What is required: For the records below, say how many lines contain the string "dark". Give the number only.

Data shown:
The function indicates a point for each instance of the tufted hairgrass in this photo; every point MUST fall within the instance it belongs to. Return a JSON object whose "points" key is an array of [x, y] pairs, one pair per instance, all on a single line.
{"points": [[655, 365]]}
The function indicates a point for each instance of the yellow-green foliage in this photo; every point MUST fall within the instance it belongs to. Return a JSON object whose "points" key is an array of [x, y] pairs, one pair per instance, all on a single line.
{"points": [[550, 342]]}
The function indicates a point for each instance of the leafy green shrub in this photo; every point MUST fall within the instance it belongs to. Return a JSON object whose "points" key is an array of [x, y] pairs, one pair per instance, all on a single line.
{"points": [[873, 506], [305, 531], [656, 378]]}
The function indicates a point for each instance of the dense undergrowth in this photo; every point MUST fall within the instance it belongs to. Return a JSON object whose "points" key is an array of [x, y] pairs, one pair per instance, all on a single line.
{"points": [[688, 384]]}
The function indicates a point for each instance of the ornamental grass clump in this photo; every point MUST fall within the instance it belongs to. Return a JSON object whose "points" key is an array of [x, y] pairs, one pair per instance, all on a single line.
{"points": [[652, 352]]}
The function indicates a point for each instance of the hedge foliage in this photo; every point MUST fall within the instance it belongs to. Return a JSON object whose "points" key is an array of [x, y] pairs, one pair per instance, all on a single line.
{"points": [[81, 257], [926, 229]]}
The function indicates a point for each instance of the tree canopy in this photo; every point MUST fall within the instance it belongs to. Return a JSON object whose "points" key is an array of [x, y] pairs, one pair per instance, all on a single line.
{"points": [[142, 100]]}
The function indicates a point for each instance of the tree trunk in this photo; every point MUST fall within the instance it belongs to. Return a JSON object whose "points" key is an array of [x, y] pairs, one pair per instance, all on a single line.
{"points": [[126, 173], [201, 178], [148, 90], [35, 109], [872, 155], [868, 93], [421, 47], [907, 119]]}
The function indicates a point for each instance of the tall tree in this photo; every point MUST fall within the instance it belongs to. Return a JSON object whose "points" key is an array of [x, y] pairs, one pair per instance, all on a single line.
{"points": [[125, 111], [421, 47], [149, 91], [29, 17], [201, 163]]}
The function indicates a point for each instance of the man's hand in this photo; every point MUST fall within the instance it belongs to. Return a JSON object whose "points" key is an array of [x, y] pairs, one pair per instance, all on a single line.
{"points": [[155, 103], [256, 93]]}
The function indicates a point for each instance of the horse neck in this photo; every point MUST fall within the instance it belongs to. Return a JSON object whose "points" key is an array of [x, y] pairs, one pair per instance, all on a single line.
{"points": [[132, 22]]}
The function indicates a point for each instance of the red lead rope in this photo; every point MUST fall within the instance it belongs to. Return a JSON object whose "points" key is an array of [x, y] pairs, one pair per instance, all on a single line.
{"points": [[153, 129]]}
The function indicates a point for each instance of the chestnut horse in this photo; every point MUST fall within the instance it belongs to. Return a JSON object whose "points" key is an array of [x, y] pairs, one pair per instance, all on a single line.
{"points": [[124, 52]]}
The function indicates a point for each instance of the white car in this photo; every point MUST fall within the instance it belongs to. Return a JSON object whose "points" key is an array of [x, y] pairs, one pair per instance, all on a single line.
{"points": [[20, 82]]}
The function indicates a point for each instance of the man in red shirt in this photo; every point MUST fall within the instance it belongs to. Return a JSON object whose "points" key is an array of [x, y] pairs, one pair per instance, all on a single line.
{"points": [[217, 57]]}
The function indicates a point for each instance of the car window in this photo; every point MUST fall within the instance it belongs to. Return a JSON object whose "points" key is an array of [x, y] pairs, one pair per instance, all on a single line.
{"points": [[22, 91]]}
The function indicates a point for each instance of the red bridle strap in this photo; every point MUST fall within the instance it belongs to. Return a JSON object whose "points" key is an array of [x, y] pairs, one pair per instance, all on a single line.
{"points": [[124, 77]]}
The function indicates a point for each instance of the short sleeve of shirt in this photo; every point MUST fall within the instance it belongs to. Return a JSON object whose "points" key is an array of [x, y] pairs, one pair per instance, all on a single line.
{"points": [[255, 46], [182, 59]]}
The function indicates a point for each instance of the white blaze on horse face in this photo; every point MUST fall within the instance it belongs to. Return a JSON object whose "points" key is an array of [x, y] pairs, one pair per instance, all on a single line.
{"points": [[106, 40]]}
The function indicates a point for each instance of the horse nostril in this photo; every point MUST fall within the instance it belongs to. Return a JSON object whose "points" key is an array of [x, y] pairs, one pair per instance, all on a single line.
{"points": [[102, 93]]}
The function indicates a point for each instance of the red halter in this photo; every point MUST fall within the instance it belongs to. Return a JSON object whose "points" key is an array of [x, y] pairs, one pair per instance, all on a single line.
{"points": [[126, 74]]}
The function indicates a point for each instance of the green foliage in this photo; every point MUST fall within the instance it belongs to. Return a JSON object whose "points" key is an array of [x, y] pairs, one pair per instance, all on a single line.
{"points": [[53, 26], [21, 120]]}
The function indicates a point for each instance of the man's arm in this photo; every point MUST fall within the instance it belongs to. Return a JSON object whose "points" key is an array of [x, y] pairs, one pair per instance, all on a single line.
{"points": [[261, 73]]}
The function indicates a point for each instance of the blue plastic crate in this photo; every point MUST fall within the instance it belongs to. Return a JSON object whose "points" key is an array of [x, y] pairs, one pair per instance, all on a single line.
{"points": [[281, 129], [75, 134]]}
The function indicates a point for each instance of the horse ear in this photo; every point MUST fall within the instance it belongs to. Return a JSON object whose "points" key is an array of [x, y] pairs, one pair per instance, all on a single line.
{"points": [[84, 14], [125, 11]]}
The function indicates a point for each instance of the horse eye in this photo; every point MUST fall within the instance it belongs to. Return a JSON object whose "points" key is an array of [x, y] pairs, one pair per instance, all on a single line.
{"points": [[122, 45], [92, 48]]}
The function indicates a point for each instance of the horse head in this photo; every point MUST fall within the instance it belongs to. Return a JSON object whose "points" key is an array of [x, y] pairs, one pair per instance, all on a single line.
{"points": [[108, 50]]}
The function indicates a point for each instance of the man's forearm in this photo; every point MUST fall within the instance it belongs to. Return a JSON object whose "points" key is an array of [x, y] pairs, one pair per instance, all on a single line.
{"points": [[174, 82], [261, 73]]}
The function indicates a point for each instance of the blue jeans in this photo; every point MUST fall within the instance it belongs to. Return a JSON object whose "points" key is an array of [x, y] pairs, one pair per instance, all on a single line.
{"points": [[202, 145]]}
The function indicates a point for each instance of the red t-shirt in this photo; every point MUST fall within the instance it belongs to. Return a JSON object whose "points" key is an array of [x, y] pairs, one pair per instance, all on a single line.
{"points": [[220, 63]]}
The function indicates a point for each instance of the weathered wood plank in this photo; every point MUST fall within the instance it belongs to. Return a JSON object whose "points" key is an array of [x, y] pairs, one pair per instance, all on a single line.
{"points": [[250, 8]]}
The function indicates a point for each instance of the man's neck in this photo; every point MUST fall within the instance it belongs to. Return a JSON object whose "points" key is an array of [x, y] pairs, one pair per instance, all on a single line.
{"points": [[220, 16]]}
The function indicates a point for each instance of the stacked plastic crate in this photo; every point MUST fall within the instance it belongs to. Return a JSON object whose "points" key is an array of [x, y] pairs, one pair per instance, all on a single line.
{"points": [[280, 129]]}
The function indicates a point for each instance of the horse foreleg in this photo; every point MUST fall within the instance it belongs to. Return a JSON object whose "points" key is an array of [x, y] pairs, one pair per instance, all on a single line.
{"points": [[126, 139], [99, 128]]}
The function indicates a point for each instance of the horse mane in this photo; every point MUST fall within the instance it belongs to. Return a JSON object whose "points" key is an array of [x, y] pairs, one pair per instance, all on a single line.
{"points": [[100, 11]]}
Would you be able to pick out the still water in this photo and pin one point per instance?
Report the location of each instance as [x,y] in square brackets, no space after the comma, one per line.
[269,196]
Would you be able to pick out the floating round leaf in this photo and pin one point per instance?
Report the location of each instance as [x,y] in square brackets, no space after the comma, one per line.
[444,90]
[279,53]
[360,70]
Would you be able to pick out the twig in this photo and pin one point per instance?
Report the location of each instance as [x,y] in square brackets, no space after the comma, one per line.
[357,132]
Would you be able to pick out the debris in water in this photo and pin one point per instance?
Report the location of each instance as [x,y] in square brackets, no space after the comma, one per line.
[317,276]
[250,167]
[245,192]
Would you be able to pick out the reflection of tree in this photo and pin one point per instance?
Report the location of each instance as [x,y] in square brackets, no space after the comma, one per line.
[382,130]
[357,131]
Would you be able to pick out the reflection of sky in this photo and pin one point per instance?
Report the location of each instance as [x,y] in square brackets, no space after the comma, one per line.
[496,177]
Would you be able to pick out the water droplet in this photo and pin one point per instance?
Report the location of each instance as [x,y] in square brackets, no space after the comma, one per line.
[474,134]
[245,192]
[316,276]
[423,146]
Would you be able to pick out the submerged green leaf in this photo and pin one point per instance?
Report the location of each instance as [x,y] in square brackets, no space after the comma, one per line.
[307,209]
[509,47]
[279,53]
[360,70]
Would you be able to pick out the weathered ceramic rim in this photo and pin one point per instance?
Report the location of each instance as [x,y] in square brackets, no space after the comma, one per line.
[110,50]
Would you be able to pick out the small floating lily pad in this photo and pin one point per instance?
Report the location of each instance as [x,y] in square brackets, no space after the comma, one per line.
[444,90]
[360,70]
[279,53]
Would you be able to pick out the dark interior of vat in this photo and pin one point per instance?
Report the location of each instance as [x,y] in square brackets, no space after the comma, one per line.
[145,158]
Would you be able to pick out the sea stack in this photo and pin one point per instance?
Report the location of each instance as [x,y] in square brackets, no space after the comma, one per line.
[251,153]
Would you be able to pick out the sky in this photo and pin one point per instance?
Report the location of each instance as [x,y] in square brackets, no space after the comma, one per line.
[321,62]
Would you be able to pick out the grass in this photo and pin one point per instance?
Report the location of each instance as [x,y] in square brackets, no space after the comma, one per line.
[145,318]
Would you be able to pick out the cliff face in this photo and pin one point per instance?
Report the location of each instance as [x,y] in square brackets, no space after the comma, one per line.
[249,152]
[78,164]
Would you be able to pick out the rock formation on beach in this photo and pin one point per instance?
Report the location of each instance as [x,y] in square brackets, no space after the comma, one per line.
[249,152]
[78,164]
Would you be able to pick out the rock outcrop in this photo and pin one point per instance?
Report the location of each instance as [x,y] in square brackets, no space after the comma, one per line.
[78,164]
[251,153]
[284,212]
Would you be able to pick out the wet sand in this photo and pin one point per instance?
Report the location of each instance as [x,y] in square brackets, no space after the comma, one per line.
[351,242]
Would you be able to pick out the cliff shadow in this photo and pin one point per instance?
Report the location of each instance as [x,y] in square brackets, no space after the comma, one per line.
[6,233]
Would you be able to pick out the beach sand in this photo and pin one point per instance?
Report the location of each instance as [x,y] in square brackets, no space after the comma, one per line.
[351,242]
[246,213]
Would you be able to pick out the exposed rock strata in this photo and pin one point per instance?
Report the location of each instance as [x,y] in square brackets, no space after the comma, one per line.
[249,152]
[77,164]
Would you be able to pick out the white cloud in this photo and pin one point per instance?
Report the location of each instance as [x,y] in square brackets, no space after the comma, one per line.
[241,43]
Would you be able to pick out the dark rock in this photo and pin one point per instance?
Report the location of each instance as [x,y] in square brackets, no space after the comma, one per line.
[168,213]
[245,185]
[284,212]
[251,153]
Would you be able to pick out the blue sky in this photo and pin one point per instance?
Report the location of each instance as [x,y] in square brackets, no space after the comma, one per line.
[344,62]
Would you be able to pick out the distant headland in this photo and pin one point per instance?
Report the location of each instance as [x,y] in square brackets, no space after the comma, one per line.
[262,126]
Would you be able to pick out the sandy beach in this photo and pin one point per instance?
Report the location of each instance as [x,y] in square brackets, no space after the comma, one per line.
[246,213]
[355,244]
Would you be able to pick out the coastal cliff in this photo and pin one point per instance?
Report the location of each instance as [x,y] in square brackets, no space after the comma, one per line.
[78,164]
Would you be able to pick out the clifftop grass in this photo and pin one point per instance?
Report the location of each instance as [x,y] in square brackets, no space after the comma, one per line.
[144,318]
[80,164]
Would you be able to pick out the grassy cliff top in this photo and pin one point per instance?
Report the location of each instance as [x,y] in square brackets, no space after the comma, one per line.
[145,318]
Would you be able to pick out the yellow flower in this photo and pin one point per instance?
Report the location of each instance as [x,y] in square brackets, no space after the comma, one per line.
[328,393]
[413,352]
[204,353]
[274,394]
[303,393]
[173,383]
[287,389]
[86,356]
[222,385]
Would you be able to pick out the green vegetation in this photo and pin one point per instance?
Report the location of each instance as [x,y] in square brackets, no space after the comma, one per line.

The completed task: 2